Copy the entries exactly, leaving out nothing.
(Data records)
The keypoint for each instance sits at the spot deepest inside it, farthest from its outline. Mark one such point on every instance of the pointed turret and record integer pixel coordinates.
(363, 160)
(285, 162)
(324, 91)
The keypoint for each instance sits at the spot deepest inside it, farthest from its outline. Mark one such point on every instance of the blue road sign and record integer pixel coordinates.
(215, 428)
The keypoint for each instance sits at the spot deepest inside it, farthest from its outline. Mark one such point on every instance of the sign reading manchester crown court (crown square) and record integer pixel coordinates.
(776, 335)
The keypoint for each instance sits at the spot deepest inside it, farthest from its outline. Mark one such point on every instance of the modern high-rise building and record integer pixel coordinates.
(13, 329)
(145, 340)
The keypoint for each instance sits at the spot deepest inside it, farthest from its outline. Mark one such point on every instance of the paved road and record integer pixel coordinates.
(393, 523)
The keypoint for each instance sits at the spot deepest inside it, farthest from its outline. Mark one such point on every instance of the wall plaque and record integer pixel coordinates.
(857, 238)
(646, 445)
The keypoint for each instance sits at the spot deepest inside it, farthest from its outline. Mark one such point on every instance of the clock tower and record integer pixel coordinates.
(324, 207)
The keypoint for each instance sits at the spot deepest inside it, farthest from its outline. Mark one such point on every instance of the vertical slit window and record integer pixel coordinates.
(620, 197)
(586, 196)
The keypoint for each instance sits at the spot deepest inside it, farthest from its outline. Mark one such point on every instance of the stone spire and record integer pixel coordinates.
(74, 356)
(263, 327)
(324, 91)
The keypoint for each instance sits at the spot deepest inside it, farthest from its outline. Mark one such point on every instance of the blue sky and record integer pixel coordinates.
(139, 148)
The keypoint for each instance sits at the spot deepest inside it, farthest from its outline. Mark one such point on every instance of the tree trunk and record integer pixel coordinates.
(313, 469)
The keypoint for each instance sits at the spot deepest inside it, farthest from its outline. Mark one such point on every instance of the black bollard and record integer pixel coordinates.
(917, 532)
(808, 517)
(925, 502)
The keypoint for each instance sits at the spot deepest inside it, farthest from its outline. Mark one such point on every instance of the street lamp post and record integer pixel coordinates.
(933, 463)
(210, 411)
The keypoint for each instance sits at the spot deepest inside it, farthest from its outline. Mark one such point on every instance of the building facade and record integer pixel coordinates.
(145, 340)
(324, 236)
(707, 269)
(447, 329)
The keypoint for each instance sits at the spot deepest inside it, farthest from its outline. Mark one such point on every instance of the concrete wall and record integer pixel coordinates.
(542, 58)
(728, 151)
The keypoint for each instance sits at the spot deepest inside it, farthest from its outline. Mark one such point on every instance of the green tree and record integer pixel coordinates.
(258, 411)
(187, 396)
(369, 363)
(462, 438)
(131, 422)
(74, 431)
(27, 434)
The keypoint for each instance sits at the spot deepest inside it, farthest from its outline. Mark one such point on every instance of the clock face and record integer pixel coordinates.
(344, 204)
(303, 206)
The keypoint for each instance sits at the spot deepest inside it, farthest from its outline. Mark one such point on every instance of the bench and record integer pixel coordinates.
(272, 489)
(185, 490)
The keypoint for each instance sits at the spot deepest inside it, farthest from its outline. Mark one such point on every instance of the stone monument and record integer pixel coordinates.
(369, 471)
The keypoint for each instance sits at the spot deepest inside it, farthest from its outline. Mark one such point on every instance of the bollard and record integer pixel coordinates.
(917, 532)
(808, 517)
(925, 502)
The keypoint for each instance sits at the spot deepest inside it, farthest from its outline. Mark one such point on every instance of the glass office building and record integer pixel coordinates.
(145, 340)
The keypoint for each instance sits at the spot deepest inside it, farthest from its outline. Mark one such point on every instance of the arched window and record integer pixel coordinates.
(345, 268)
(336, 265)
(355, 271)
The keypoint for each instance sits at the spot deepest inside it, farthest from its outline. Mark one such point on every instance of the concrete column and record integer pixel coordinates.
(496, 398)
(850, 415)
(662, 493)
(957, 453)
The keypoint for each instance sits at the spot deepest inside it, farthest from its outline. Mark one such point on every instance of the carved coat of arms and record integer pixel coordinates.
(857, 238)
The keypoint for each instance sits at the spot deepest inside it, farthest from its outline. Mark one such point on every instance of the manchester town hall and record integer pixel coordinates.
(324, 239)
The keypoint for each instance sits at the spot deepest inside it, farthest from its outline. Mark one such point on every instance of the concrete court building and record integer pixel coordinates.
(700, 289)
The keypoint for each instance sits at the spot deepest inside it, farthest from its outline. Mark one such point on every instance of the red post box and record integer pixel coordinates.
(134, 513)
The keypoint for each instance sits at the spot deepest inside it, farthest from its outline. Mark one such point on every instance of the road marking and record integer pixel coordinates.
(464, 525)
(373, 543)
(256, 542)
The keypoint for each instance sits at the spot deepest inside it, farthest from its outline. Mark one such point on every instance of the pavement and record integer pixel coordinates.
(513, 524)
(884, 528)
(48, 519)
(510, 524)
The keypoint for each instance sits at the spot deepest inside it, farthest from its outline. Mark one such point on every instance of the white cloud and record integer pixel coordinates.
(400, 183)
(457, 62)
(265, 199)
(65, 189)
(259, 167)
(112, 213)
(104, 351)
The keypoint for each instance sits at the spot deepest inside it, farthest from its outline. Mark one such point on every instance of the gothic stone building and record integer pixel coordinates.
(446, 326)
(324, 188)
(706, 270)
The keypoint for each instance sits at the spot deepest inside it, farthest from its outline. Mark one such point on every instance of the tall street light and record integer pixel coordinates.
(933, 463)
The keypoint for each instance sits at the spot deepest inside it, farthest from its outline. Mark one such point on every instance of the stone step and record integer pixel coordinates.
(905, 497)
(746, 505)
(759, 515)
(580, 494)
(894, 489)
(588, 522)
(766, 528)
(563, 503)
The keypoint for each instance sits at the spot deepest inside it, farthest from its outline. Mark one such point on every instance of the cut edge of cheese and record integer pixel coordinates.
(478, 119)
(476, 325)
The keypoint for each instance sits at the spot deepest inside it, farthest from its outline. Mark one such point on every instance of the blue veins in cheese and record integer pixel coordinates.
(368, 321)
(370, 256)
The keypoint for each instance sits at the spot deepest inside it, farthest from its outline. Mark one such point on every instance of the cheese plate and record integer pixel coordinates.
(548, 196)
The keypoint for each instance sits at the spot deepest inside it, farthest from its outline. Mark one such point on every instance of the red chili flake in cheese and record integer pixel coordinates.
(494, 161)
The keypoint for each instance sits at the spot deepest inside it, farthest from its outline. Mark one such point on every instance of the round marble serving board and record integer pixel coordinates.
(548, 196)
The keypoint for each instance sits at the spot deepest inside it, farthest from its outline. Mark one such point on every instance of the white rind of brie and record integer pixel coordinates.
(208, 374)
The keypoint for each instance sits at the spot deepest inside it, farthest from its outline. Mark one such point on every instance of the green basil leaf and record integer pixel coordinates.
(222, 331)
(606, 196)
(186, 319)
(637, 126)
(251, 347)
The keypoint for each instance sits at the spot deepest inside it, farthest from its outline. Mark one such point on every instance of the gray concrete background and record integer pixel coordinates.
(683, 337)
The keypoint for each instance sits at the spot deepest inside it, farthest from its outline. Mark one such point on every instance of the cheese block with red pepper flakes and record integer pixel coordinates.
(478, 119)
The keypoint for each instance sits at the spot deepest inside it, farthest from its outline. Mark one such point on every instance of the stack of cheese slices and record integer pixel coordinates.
(End Data records)
- Exercise result:
The keypoint for each instance sits at the spot deepest inside it, farthest from its outline. Mark one such point on every instance of the pointed turret and record integer pixel coordinates.
(363, 160)
(285, 162)
(324, 91)
The keypoint for each instance sits at the spot deepest inside it, farthest from its outline. Mark one such point on every instance of the blue road sign and record integer pixel coordinates.
(215, 428)
The keypoint for each instance sits at the spot deepest inside it, farthest from its outline. Mark one such point on every instance of the sign reading manchester crown court (crown square) and record integer pixel coordinates.
(776, 335)
The keypoint for each instance sits at the spot deepest inside it, farthest from its outline. Mark one such point on every instance of the modern high-rise building and record integer pixel coordinates.
(13, 329)
(145, 340)
The keypoint for each instance sits at the spot deepest inside it, farthest from its outline. Mark one such point on every instance of the paved road and record integer pixel coordinates.
(393, 523)
The keypoint for each instance sits at the spot deepest inside it, farthest from its outline. Mark one such point on every instance of the wall plaque and record integer pixel coordinates.
(857, 238)
(646, 445)
The keypoint for each instance sits at the spot deepest inside it, farthest from its outline. Mark one such point on every instance of the clock tower and record integer pixel coordinates.
(324, 207)
The keypoint for each instance sits at the spot deepest inside it, farthest from its outline. Mark one such point on every instance of the vertical slit window and record integer pixel coordinates.
(620, 197)
(586, 196)
The keypoint for each instance sits at the spot deepest inside it, farthest from its outline. Mark one such point on every instance of the stone spire and record integer pixel coordinates.
(74, 356)
(263, 327)
(324, 91)
The keypoint for each instance sits at the spot deepest inside it, farthest from its outline. Mark one such point on every instance of the blue sky and record integer pixel coordinates.
(139, 148)
The keypoint for each instance sits at the spot deepest inside it, farthest from its outline. Mark one such point on every instance of the tree trunk and record integer pixel coordinates.
(313, 469)
The keypoint for each instance sits at the spot deepest inside it, farthest from its outline. Mark one such point on every instance of the black bollard and record integer pixel coordinates.
(917, 532)
(808, 517)
(925, 502)
The keypoint for each instance sits at the spot deepest inside it, farthest from its outline. Mark one such point on every instance of the street lamp post and record integer pixel coordinates.
(933, 463)
(210, 411)
The keypoint for each instance sits at the spot deepest inside it, farthest from its outline. Mark one such point on every instance of the building facade and record integer pixel coordinates.
(145, 340)
(324, 236)
(707, 269)
(447, 329)
The keypoint for each instance sits at the spot deepest inside it, farthest from its outline. Mark one such point on every instance of the concrete wall and record integer pixel coordinates.
(542, 58)
(728, 151)
The keypoint for each instance sits at the spot deepest inside it, farthest from its outline. Mark one such point on every instance of the green tree and record integer pixel coordinates.
(258, 411)
(187, 396)
(369, 363)
(462, 438)
(131, 422)
(74, 431)
(27, 434)
The keypoint for each instance sits at the spot deepest inside it, farthest from its outline. Mark one such point on every instance of the clock face and record integer pixel coordinates.
(344, 204)
(303, 206)
The keypoint for each instance sits at the spot deepest inside it, farthest from its outline. Mark one such point on every instance of the bench and record integer pixel coordinates.
(272, 489)
(185, 490)
The keypoint for each instance sits at the spot deepest inside it, farthest from its outline. Mark one such point on every instance of the stone monument and record integer pixel coordinates.
(369, 471)
The keypoint for each instance sits at the spot deepest inside it, farthest from its outline. Mark one such point on every instance of the bollard and record integer pixel coordinates.
(917, 532)
(808, 517)
(925, 502)
The keypoint for each instance sits at the spot deepest inside it, farthest from its outline. Mark one such point on every instance of the glass office building and record integer pixel coordinates.
(145, 340)
The keypoint for each instance sits at the spot deepest inside it, farthest from its outline. Mark one such point on every instance of the arched window and record integer pixel coordinates.
(345, 268)
(336, 265)
(355, 271)
The keypoint for each instance sits at the spot deepest inside it, farthest from its outline. Mark one such point on every instance of the concrete column and record integer pixel coordinates.
(496, 398)
(850, 415)
(662, 493)
(957, 453)
The keypoint for each instance sits at the spot deepest inside it, farthest from its outline. Mark one such point on every instance of the carved coat of arms and record integer pixel coordinates.
(857, 238)
The keypoint for each instance sits at the spot deepest inside it, farthest from its outline. Mark one such point on every instance of the manchester town hall and record integer pixel coordinates.
(324, 239)
The keypoint for each instance sits at the spot deepest inside it, farthest from its outline. Mark one such point on every instance of the concrete court building and record integer pixel coordinates.
(700, 289)
The keypoint for each instance sits at the spot deepest inside it, farthest from its outline. Mark one such point on every instance of the red post box and record integer pixel coordinates.
(134, 513)
The keypoint for each instance sits at the spot deepest inside it, farthest from its outline. Mark one such point on every instance of the road marking and record integer pixel coordinates.
(464, 525)
(373, 543)
(256, 542)
The keypoint for each instance sits at the spot deepest inside it, farthest from its outline. Mark one such point on every instance of the pavement and record integer pixel coordinates.
(513, 524)
(884, 528)
(48, 519)
(510, 524)
The keypoint for each instance sits at the spot deepest inside it, farthest from its outline. Mark one such point on every instance of the white cloud and record integer pixel coordinates.
(400, 183)
(457, 62)
(265, 199)
(65, 189)
(259, 167)
(112, 213)
(104, 351)
The keypoint for each instance sits at the spot deepest inside it, farthest from its outline. Mark one such point on every instance of the gothic stone building and record integer pixel coordinates.
(446, 326)
(324, 188)
(706, 270)
The keypoint for each instance sits at the spot deepest inside it, farthest from its outline. Mark one such point on every instance of the tall street light and record integer pixel coordinates.
(933, 463)
The keypoint for each instance sits at the spot deepest inside it, farthest from its outline. Mark one such point on every instance of the stone step and record integer pixel coordinates.
(905, 497)
(746, 505)
(759, 515)
(580, 494)
(894, 489)
(588, 522)
(766, 528)
(563, 503)
The keypoint for each instance sits at the spot deepest inside it, farthest from its outline. Mark one such point on every instance of the cut edge of cheese and record integer pixel coordinates.
(478, 119)
(476, 325)
The keypoint for each instance sits at the spot deepest inside it, farthest from its outline. Mark one such point on every instance of the blue veins in cheese and record integer pixel coordinates.
(368, 321)
(370, 256)
The keypoint for each instance sits at the spot deepest inside it, farthest from its outline. Mark one such point on every instance of the cheese plate and record integer pixel coordinates.
(548, 196)
The keypoint for each instance sits at the spot deepest inside it, farthest from its outline. Mark one such point on every instance of the red chili flake in cheese and record integer pixel coordinates.
(494, 161)
The keypoint for each instance sits at the spot deepest inside it, farthest from its outline. Mark one such point on every instance of the round marble serving board and record integer pixel coordinates.
(548, 196)
The keypoint for each instance sits at the spot deepest inside it, farthest from its outline. Mark one such point on every instance of the white rind of brie and record integer pixel coordinates.
(208, 374)
The keypoint for each instance sits at the spot deepest inside it, farthest from its outline. Mark one such point on every instance of the green basil leaf and record integer pixel coordinates.
(222, 331)
(606, 196)
(186, 319)
(637, 126)
(251, 347)
The keypoint for each instance sits at the spot deepest inside it, farthest from its outline. Mark one such point on every instance of the gray concrete background and record integer pixel coordinates.
(683, 337)
The keypoint for each instance sits at the spot deepest inside it, farthest from its outline. Mark one such point on every instance of the cheese block with red pepper flakes and record integer pixel coordinates.
(478, 119)
The keypoint for each instance sits at the spot deepest inside it, farthest from its outline. Mark one such point on every instance of the stack of cheese slices and record integer pixel coordinates.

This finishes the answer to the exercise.